WHAT YOU ARE ASKED TO DO: Repeat, exactly and completely, the entries shown underneath.
(INPUT RECORDS)
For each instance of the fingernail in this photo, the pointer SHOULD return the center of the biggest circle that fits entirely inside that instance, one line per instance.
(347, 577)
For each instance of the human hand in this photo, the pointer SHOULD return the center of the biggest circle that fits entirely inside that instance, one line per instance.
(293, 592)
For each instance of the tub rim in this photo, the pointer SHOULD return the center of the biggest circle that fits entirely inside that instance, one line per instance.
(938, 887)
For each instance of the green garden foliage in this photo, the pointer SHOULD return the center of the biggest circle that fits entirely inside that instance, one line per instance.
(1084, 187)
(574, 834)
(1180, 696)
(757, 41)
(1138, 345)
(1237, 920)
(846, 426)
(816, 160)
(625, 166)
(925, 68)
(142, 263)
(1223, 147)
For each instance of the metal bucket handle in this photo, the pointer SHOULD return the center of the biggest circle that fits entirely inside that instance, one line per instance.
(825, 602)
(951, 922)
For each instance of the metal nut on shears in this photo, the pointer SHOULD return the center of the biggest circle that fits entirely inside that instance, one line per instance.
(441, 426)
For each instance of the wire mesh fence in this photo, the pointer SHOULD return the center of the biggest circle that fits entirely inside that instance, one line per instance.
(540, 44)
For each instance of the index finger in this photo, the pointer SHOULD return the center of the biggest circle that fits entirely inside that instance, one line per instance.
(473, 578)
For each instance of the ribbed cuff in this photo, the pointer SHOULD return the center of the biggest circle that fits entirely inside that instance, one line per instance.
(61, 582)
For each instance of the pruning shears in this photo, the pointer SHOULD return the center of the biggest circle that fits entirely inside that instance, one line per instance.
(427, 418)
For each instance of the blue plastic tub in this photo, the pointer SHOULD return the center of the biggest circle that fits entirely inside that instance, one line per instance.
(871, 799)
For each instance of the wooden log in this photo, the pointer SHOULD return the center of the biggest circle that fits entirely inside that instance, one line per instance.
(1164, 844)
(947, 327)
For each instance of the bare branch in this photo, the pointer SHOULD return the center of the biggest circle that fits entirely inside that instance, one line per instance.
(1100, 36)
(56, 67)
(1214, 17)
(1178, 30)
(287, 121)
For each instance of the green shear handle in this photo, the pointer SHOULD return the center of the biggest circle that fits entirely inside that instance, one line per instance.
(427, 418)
(End INPUT RECORDS)
SOLUTION TO THE EXERCISE:
For each instance of the fingernail in this photo, the pointer SHOULD return the center of the biggest circle that fits entirely inside that instance, one line per instance.
(347, 577)
For each instance of the human hand in this photo, the pointer SHOULD return the center of the biggest circle that fits entirely inside that instance, one line per instance.
(293, 592)
For each instance of the tub rim in this photo, the pointer SHOULD return the center of the biggest circle that fits entirely inside that instance, one line per instance.
(938, 887)
For each instance of the green garden foliage in this photo, the pointer SHOULD return the center of the biggest circle that fits entirely inside that instance, one line per instance.
(1084, 187)
(574, 834)
(1180, 696)
(757, 41)
(1138, 345)
(1237, 920)
(846, 426)
(816, 160)
(625, 166)
(925, 68)
(142, 263)
(1223, 147)
For each instance of the metal bucket handle in this photo, the pointer SHOULD return the center of the biggest circle that fits entirely inside that instance, one line per instance.
(825, 602)
(951, 922)
For each instance of the metal nut on shears in this photo, the pointer SHOULD return the center of the biggest circle that fits entirely inside that instance, one line per instance.
(441, 426)
For each instance of the wire mesh fence in this photo, the pointer SHOULD return the center of the biggest circle that fits entirely inside that instance, one line per instance.
(540, 44)
For each instance of the index finger in this photo, the pointer SHOULD return the center of the biggest circle that fits entirely inside that instance, one line per instance.
(473, 578)
For each instance of the ribbed cuff in this photo, the pointer SHOULD return the center of the biggest circle that fits entirely inside that instance, one line per instance.
(61, 582)
For each instance of the pruning shears in this photo, the pointer SHOULD return the center of the biggest circle that fits entirely inside that instance, one line per instance.
(427, 418)
For each instance of the blue plastic tub in this photo, the pointer SHOULD return the center of the biggest circle that fits entirely inside that instance, one line per instance.
(871, 799)
For each instance of the wooden log in this photo, the pointer SHOULD return the center of the biggest circle that fits entirely inside that instance, one line per instance.
(1164, 844)
(947, 327)
For each instance of the bare branch in this photo, the pointer SHOULD return the center of the biggest circle that fits entirely inside that instance, one line per instance.
(1100, 36)
(56, 67)
(1214, 17)
(1178, 30)
(287, 121)
For each instance of the green shear handle in this photo, the pointer SHOULD return the center of the biggest circle that fits entirely inside that instance, one line per instance.
(427, 418)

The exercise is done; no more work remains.